Task requirements.
A - Can you sum up the text below in two sentences?
B - What morphological differences does the text below list between cells cultivated under hypoxic and under normoxic conditions?

Text.
######

High altitude and many diseases (e.g. cardiovascular diseases, cancer and chronic wounds) are associated with a limited oxygen supply. Cells can adapt to hypoxia by various mechanisms. Yet, the effects of hypoxia on cell morphology and the actin cytoskeleton are largely unknown. Here we present a comprehensive examination of the cell architecture and function of L929 fibroblasts and C2C12 myoblasts under hypoxic conditions (1% O₂). Cells cultivated in an hypoxic environment show striking morphological differences compared to cells cultivated under normoxic conditions, including an enlargement of cell size, changing cell protrusions, increased numbers of focal contacts, loss of cell polarization and a b- and g -actin redistribution. In L929 fibroblasts these changes go along with enhanced cell spreading and a decline of cell motility in wound closure assays and single cell motility assays.

######

Dataset extract.

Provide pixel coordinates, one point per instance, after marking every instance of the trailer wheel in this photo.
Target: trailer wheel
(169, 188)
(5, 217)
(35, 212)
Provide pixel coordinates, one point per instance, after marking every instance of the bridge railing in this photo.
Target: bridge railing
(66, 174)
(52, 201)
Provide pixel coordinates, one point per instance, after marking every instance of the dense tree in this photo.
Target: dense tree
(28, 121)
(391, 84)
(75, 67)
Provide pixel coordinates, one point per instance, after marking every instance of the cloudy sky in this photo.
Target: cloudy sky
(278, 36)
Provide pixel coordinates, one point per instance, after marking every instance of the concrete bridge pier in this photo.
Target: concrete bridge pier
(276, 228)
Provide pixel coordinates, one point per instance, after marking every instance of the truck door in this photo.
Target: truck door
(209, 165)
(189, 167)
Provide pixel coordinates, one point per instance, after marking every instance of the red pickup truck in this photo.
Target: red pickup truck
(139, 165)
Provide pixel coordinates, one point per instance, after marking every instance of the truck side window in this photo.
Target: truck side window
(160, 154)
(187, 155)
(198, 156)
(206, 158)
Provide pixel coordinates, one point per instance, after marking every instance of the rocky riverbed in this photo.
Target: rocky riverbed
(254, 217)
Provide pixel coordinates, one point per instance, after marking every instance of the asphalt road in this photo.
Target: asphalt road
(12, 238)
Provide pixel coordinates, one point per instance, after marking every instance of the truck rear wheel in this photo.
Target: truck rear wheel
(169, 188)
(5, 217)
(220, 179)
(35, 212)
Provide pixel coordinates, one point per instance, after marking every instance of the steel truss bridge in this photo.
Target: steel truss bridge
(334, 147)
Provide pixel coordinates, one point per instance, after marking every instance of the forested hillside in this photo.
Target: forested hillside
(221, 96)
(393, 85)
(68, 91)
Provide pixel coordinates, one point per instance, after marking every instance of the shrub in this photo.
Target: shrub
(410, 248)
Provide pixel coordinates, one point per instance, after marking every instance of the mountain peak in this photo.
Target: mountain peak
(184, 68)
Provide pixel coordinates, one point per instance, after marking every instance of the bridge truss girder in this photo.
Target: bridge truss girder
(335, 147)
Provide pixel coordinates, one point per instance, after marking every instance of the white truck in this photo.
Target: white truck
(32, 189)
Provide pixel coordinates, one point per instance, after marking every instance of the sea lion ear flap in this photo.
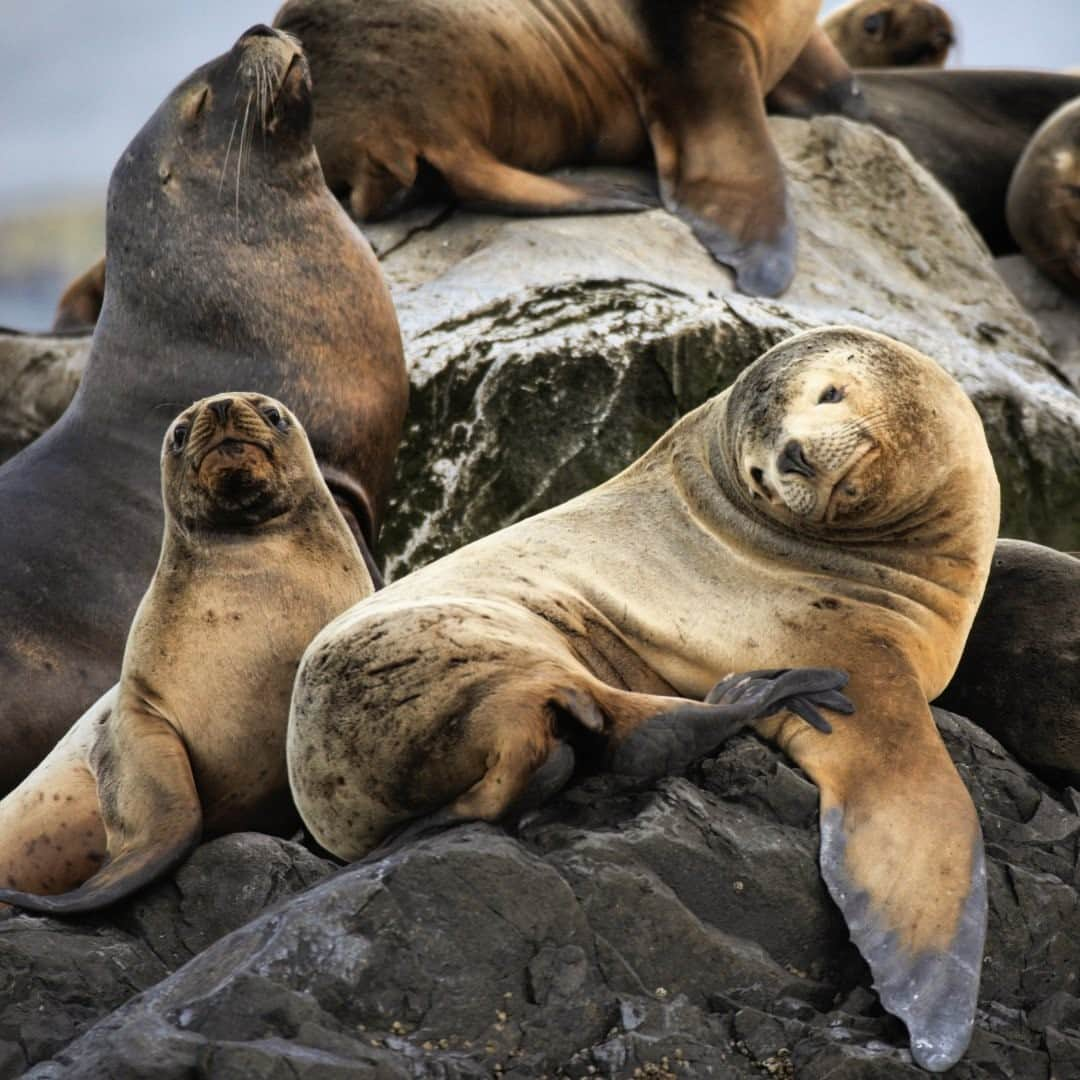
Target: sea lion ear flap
(902, 854)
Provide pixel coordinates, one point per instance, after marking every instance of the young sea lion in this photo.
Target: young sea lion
(229, 264)
(891, 32)
(255, 559)
(487, 94)
(1043, 202)
(836, 507)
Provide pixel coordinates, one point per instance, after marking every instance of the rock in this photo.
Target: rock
(625, 927)
(57, 977)
(1055, 312)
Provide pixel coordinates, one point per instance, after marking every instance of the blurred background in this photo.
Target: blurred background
(82, 78)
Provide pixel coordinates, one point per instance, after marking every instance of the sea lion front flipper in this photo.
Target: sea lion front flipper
(718, 169)
(902, 855)
(149, 806)
(480, 179)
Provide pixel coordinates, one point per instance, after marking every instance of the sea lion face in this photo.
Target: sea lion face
(823, 426)
(234, 460)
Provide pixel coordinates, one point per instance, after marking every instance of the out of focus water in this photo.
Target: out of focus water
(80, 78)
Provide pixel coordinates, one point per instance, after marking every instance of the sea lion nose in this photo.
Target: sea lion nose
(793, 459)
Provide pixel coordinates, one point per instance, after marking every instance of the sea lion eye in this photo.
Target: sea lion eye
(179, 437)
(273, 416)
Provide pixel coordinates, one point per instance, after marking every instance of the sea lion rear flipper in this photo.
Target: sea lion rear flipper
(481, 180)
(718, 169)
(902, 854)
(150, 808)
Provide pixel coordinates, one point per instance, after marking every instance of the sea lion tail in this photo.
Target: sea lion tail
(149, 807)
(902, 854)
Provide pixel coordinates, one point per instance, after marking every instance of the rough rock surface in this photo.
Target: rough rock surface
(680, 929)
(1054, 311)
(548, 353)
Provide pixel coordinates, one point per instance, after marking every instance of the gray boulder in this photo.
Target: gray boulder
(677, 929)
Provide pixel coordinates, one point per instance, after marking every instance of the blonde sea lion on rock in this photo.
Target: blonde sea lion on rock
(891, 34)
(1043, 202)
(255, 559)
(488, 94)
(835, 508)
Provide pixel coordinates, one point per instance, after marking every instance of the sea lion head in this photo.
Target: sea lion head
(235, 460)
(842, 430)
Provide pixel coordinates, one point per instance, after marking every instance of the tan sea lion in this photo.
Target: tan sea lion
(1043, 203)
(836, 507)
(1020, 673)
(255, 559)
(891, 32)
(80, 305)
(229, 264)
(487, 94)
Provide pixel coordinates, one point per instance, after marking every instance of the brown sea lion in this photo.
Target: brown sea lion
(969, 127)
(1043, 202)
(255, 559)
(891, 32)
(80, 305)
(487, 94)
(229, 264)
(1020, 673)
(836, 507)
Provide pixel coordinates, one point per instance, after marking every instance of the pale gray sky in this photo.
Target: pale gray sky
(81, 78)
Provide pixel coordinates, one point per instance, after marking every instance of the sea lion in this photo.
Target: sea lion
(891, 34)
(255, 559)
(229, 264)
(487, 94)
(1026, 635)
(1043, 201)
(836, 507)
(80, 304)
(969, 127)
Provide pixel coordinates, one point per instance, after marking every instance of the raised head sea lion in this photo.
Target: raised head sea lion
(229, 264)
(488, 94)
(891, 32)
(80, 305)
(1043, 204)
(1020, 673)
(255, 559)
(836, 507)
(969, 127)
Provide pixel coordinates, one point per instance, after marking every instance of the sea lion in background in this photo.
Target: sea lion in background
(891, 34)
(487, 94)
(1020, 673)
(1043, 202)
(255, 559)
(80, 305)
(969, 127)
(836, 507)
(229, 264)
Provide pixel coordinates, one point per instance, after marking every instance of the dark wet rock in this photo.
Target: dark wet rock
(667, 930)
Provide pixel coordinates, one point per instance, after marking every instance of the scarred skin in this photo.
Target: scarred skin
(255, 559)
(891, 34)
(217, 277)
(490, 93)
(836, 508)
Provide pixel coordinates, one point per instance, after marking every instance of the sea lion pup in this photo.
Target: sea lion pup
(255, 559)
(229, 264)
(490, 93)
(1020, 673)
(891, 34)
(836, 507)
(1043, 202)
(80, 305)
(969, 127)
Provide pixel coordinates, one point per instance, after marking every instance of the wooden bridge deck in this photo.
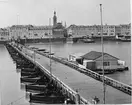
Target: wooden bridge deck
(109, 81)
(66, 89)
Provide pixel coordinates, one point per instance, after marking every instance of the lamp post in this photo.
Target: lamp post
(50, 48)
(102, 53)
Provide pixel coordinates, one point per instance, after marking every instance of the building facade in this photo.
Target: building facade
(18, 31)
(95, 30)
(4, 34)
(40, 32)
(125, 29)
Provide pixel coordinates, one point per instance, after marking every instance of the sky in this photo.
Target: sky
(78, 12)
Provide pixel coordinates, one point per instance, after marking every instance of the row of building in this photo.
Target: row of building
(58, 30)
(95, 30)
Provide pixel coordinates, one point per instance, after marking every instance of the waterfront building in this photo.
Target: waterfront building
(79, 31)
(95, 30)
(54, 19)
(93, 61)
(118, 30)
(126, 29)
(4, 34)
(58, 29)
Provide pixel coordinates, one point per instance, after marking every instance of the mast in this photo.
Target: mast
(102, 52)
(50, 46)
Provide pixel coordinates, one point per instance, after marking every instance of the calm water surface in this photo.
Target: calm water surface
(10, 79)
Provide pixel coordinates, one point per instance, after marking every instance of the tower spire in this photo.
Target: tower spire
(54, 19)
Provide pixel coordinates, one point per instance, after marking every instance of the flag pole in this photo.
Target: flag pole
(102, 53)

######

Answer list.
A - Although cells can adapt to a limited oxygen supply, little is known about how hypoxia affects cell morphology and the actin cytoskeleton, so the cell architecture and function of L929 fibroblasts and C2C12 myoblasts were examined under 1% O₂. Compared with normoxic cells, the hypoxic cells showed striking morphological differences, and in L929 fibroblasts these came with enhanced cell spreading and reduced cell motility.

B -
- Enlargement of cell size
- Changing cell protrusions
- Increased numbers of focal contacts
- Loss of cell polarization
- A b- and g-actin redistribution